(AIM OF THE TASK)
Reproduce the listing from its start through the line containing "box: [562, 214, 633, 287]", swapping every "clicks" for "taps" and changing nothing else. Return only those lines.

———

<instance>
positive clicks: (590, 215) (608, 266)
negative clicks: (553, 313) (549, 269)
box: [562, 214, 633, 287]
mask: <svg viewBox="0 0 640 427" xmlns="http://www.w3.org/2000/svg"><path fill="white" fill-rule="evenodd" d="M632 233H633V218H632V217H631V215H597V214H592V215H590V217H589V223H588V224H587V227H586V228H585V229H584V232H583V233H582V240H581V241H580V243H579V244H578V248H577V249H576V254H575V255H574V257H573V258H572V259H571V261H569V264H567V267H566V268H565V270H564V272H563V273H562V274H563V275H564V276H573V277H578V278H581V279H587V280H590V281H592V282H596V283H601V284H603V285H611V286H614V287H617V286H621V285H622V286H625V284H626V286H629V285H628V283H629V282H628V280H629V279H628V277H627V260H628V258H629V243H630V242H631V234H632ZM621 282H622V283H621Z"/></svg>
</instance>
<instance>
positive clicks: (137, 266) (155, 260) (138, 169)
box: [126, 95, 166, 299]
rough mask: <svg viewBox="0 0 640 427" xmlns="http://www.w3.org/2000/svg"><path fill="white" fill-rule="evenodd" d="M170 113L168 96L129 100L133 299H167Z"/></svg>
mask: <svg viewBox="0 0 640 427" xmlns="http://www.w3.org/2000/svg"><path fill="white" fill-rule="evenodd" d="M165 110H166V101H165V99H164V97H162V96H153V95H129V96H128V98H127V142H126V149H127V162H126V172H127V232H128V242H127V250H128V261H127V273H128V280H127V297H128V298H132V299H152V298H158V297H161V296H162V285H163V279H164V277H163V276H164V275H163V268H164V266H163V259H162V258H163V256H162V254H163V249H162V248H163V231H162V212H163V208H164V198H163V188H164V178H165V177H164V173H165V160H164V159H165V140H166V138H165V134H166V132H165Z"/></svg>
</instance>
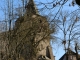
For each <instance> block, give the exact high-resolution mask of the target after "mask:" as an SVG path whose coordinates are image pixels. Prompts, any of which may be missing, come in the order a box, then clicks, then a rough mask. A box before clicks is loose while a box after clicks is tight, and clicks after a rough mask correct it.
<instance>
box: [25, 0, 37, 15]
mask: <svg viewBox="0 0 80 60" xmlns="http://www.w3.org/2000/svg"><path fill="white" fill-rule="evenodd" d="M25 8H26V9H27V13H28V14H37V13H38V12H37V9H36V6H35V4H34V1H33V0H29V2H28V4H27V5H26V6H25Z"/></svg>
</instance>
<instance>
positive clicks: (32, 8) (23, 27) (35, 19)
mask: <svg viewBox="0 0 80 60" xmlns="http://www.w3.org/2000/svg"><path fill="white" fill-rule="evenodd" d="M25 8H26V13H25V14H24V16H23V17H21V18H19V19H18V20H17V21H16V25H15V27H17V29H18V30H17V31H16V34H17V33H19V34H18V35H17V37H18V42H19V41H21V39H22V38H24V37H25V39H24V41H25V42H24V41H22V43H24V48H25V47H26V46H27V42H26V41H27V40H29V42H30V43H32V41H33V42H34V43H32V45H35V46H36V47H35V49H36V50H37V54H36V57H35V58H34V60H44V59H45V60H54V56H53V54H52V48H51V46H50V28H49V23H48V21H47V18H46V17H44V16H41V15H39V14H38V10H37V8H36V5H35V3H34V1H33V0H29V2H28V4H27V5H25ZM30 29H31V30H30ZM29 37H30V38H29ZM22 46H23V45H22ZM19 49H22V47H19ZM26 49H27V48H25V50H26ZM25 50H24V49H22V53H20V54H22V55H24V53H25V52H26V51H27V50H26V51H25ZM30 50H31V49H30ZM30 50H29V51H30ZM24 56H25V57H26V54H25V55H24Z"/></svg>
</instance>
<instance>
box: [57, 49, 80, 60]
mask: <svg viewBox="0 0 80 60" xmlns="http://www.w3.org/2000/svg"><path fill="white" fill-rule="evenodd" d="M59 60H77V59H76V53H75V52H73V51H72V50H68V51H67V52H66V53H65V54H64V55H63V56H62V57H61V58H60V59H59ZM78 60H80V55H78Z"/></svg>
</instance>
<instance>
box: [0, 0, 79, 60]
mask: <svg viewBox="0 0 80 60" xmlns="http://www.w3.org/2000/svg"><path fill="white" fill-rule="evenodd" d="M4 1H5V0H3V1H1V3H0V6H3V5H4ZM14 1H15V3H14V5H15V6H16V4H20V2H19V1H20V0H14ZM34 1H35V2H36V3H37V2H38V3H39V2H42V3H48V2H52V1H53V0H34ZM17 2H18V3H17ZM70 2H71V0H69V2H68V3H70ZM68 3H66V4H65V5H64V6H63V8H62V10H63V11H65V10H67V11H69V12H72V11H74V10H76V9H78V6H77V5H75V6H70V7H69V6H68ZM49 6H51V5H49ZM42 7H43V6H42ZM59 7H60V6H58V7H56V8H54V9H52V10H51V11H49V10H47V12H45V11H44V12H45V14H48V13H51V12H53V13H55V12H56V11H57V10H58V9H59ZM2 8H3V7H0V20H4V17H5V16H4V11H3V10H2ZM53 13H51V14H53ZM53 15H54V14H53ZM60 34H61V33H59V35H58V36H59V37H61V35H60ZM52 49H53V55H55V60H59V58H60V57H61V56H62V55H63V54H64V53H65V51H64V48H63V46H60V45H59V46H56V45H54V44H53V43H52Z"/></svg>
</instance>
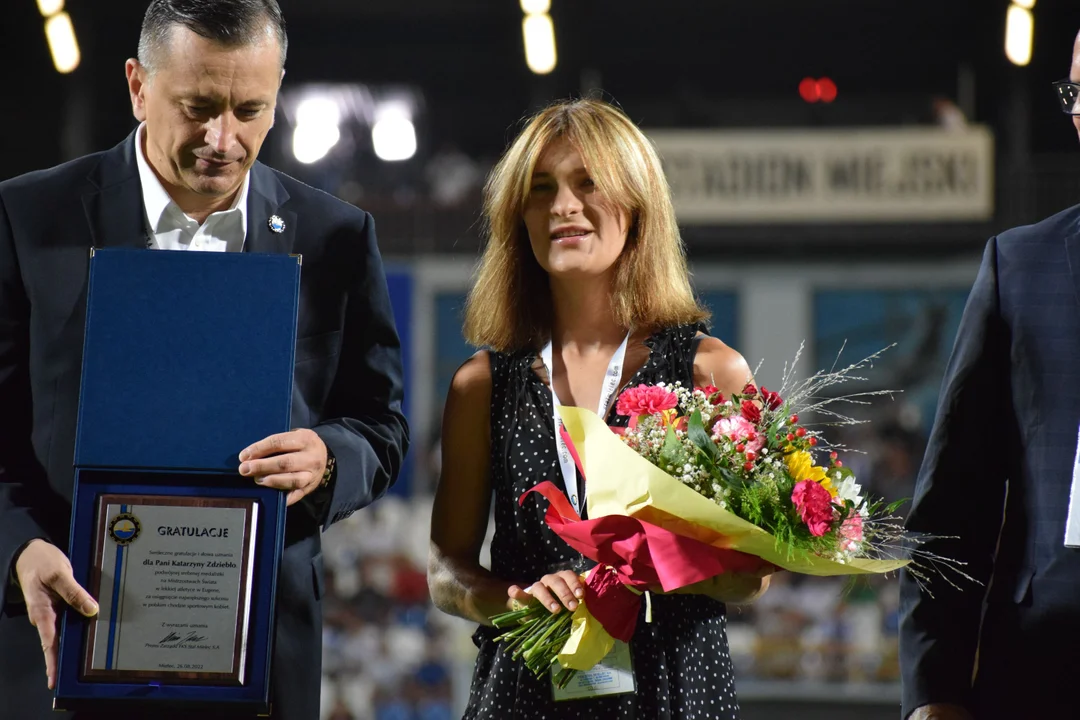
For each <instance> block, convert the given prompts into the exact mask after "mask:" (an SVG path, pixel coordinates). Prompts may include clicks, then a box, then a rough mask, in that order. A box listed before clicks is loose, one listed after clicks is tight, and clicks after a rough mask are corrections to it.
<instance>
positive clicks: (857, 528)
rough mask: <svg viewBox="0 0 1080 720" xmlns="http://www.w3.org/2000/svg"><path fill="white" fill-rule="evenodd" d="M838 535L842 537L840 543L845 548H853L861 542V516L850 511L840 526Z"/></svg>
mask: <svg viewBox="0 0 1080 720" xmlns="http://www.w3.org/2000/svg"><path fill="white" fill-rule="evenodd" d="M840 536H841V538H843V542H841V543H840V545H841V546H842V547H843V548H845V549H852V551H853V549H855V547H856V546H858V545H859V543H861V542H863V516H862V515H860V514H859V513H852V514H851V515H850V516H849V517H848V519H846V520H845V521H843V525H841V526H840Z"/></svg>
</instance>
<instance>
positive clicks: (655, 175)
mask: <svg viewBox="0 0 1080 720" xmlns="http://www.w3.org/2000/svg"><path fill="white" fill-rule="evenodd" d="M559 138H566V139H567V140H568V141H569V142H570V144H571V145H572V146H573V147H575V149H576V150H577V151H578V152H579V153H580V154H581V158H582V161H583V162H584V164H585V167H586V168H588V169H589V174H590V177H592V179H593V182H594V184H595V185H596V188H597V190H598V191H599V192H600V193H603V196H604V198H605V199H606V200H607V201H608V202H610V203H611V204H612V205H615V206H616V207H618V208H620V209H622V210H624V212H626V213H627V214H629V215H630V227H629V231H627V235H626V245H625V247H624V248H623V250H622V254H621V255H620V256H619V259H618V260H616V267H615V274H613V280H612V288H611V290H612V293H611V305H612V307H611V312H612V315H613V318H615V321H616V322H617V323H618V324H619V325H620V326H622V327H626V328H650V329H653V328H661V327H670V326H674V325H683V324H687V323H697V322H702V321H705V320H706V318H707V317H708V312H707V311H706V310H705V309H704V308H702V307H701V305H700V304H699V303H698V301H697V300H696V299H694V297H693V291H692V289H691V288H690V279H689V272H688V269H687V262H686V253H685V249H684V246H683V241H681V237H680V236H679V232H678V226H677V223H676V221H675V209H674V207H673V205H672V198H671V188H670V187H669V186H667V179H666V178H665V177H664V173H663V167H662V166H661V163H660V158H659V155H658V154H657V151H656V149H654V148H653V146H652V144H651V142H650V141H649V139H648V138H646V136H645V134H644V133H642V131H640V130H638V127H637V126H636V125H635V124H634V123H633V122H632V121H631V120H630V119H629V118H627V117H626V116H625V114H623V112H622V111H621V110H619V109H618V108H616V107H613V106H611V105H609V104H607V103H604V101H602V100H596V99H578V100H568V101H562V103H557V104H555V105H552V106H550V107H548V108H546V109H544V110H542V111H540V112H539V113H537V114H536V116H534V117H532V118H531V119H530V120H529V121H528V124H527V125H526V126H525V128H524V130H523V131H522V132H521V134H519V135H518V136H517V138H516V139H515V140H514V141H513V142H512V144H511V146H510V149H509V150H507V152H505V154H503V157H502V159H501V160H499V162H498V164H496V166H495V167H494V168H492V171H491V173H490V175H489V176H488V179H487V184H486V186H485V188H484V216H485V221H486V246H485V248H484V253H483V255H482V257H481V260H480V266H478V268H477V270H476V276H475V282H474V283H473V286H472V288H471V289H470V291H469V297H468V299H467V301H465V311H464V337H465V340H467V341H468V342H470V343H471V344H473V345H475V347H478V348H483V347H487V348H490V349H492V350H496V351H499V352H512V351H515V350H523V349H526V348H538V347H540V345H542V344H543V343H545V342H546V341H548V340H549V339H550V337H551V329H552V300H551V288H550V285H549V282H548V273H546V272H545V271H544V270H543V268H542V267H541V266H540V263H539V262H537V259H536V257H535V256H534V255H532V248H531V246H530V244H529V242H528V234H527V232H526V230H525V222H524V219H523V217H524V210H525V203H526V200H527V199H528V193H529V186H530V184H531V180H532V173H534V169H535V168H536V165H537V162H538V160H539V159H540V155H541V153H543V151H544V149H546V148H548V147H549V146H550V145H551V144H552V142H553V141H555V140H557V139H559Z"/></svg>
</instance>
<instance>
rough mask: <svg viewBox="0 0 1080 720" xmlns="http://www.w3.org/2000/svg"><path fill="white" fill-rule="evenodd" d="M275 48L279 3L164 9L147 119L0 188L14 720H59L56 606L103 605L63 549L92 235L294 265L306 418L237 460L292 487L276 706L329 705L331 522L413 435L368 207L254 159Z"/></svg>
mask: <svg viewBox="0 0 1080 720" xmlns="http://www.w3.org/2000/svg"><path fill="white" fill-rule="evenodd" d="M285 50H286V37H285V26H284V21H283V19H282V15H281V11H280V9H279V6H278V4H276V2H275V1H274V0H214V1H213V2H211V1H208V0H153V2H151V4H150V6H149V9H148V11H147V13H146V17H145V19H144V25H143V32H141V37H140V40H139V53H138V59H132V60H129V62H127V67H126V70H127V81H129V89H130V92H131V99H132V106H133V110H134V114H135V117H136V119H137V120H138V121H140V125H139V127H138V130H137V131H136V132H135V133H133V134H132V135H131V136H129V137H127V139H125V140H124V141H123V142H121V144H120V145H119V146H117V147H116V148H113V149H112V150H109V151H106V152H103V153H97V154H94V155H89V157H85V158H81V159H78V160H75V161H72V162H69V163H67V164H65V165H60V166H58V167H54V168H52V169H48V171H42V172H37V173H31V174H29V175H25V176H22V177H17V178H14V179H11V180H8V181H4V182H0V408H2V415H0V417H2V424H3V427H2V430H0V697H2V698H3V699H2V701H0V704H2V706H3V708H4V709H3V717H12V718H18V720H35V719H36V718H56V717H64V716H60V715H57V714H54V712H52V711H51V693H50V692H49V689H50V688H52V687H53V683H54V681H55V674H56V669H55V668H56V636H57V633H56V619H57V615H58V614H59V613H60V612H62V610H63V607H64V603H65V602H67V603H68V604H71V606H72V607H73V608H76V610H79V611H81V612H84V613H85V614H93V613H94V612H96V603H95V602H94V600H93V598H91V597H90V596H89V594H87V593H86V592H85V589H83V588H82V587H80V586H79V585H78V584H77V583H76V581H75V580H73V578H72V574H71V568H70V565H69V562H68V560H67V557H66V556H65V549H66V547H67V544H68V538H67V534H68V525H69V521H70V511H71V504H70V503H71V493H72V480H73V470H72V460H73V446H75V435H76V418H77V409H78V402H79V383H80V365H81V354H82V344H83V323H84V314H85V302H86V279H87V267H89V249H90V248H91V247H92V246H96V247H124V246H130V247H145V248H156V249H171V250H186V249H194V250H203V252H213V250H221V252H258V253H299V254H302V256H303V272H302V280H301V288H300V307H299V321H298V324H299V325H298V331H297V337H298V340H297V352H296V367H295V383H294V386H295V390H294V398H293V399H294V402H293V423H294V425H295V426H297V427H301V429H302V430H295V431H293V432H287V433H283V434H281V435H276V436H272V437H269V438H264V439H260V438H252V441H253V445H252V446H251V447H248V448H246V449H242V448H238V452H240V458H239V459H238V466H239V472H240V473H241V474H242V475H245V476H247V477H249V478H252V479H253V481H256V483H260V484H262V485H264V486H267V487H273V488H279V489H281V490H282V491H283V492H287V493H288V497H287V502H288V505H289V507H288V513H287V522H286V539H285V552H284V557H283V559H282V567H281V572H280V580H279V590H278V609H276V613H278V616H276V628H275V636H274V656H273V661H272V668H273V669H272V699H273V711H274V717H276V718H287V719H288V720H294V719H296V720H308V719H314V718H318V717H319V699H320V685H321V654H322V651H321V644H322V643H321V638H322V615H321V607H320V599H321V595H322V582H323V581H322V556H321V554H320V547H321V545H320V530H321V529H322V528H325V527H327V526H328V525H330V524H333V522H335V521H337V520H340V519H342V518H345V517H347V516H348V515H350V514H351V513H352V512H354V511H355V510H357V508H360V507H363V506H364V505H367V504H368V503H370V502H373V501H374V500H376V499H377V498H378V497H380V495H381V494H382V493H383V492H386V490H387V489H388V488H389V487H390V486H391V485H392V484H393V481H394V480H395V478H396V475H397V472H399V470H400V467H401V464H402V459H403V457H404V454H405V451H406V449H407V445H408V432H407V426H406V423H405V419H404V417H403V415H402V369H401V356H400V343H399V338H397V334H396V330H395V328H394V324H393V320H392V315H391V308H390V301H389V297H388V293H387V285H386V279H384V276H383V271H382V264H381V260H380V257H379V252H378V248H377V246H376V240H375V229H374V226H373V220H372V217H370V216H369V215H368V214H366V213H364V212H363V210H360V209H357V208H355V207H352V206H350V205H348V204H346V203H342V202H340V201H338V200H336V199H334V198H332V196H330V195H328V194H325V193H323V192H320V191H318V190H314V189H312V188H310V187H307V186H305V185H302V184H300V182H298V181H296V180H294V179H292V178H289V177H287V176H285V175H283V174H281V173H278V172H275V171H273V169H271V168H269V167H267V166H265V165H262V164H260V163H258V162H256V157H257V155H258V151H259V148H260V146H261V144H262V140H264V139H265V137H266V135H267V133H268V132H269V130H270V127H271V126H272V124H273V114H274V107H275V104H276V98H278V90H279V86H280V84H281V79H282V77H283V74H284V70H283V66H284V58H285ZM147 252H152V249H148V250H147ZM251 340H252V350H253V352H257V350H258V339H257V338H252V339H251ZM162 381H163V382H167V378H163V379H162ZM24 615H25V616H24ZM27 620H29V622H27ZM42 650H43V651H44V653H43V654H42V652H41V651H42Z"/></svg>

———

(EXPECTED OUTPUT)
<instance>
positive taps: (590, 215) (608, 266)
negative taps: (553, 313) (549, 269)
box: [562, 214, 633, 287]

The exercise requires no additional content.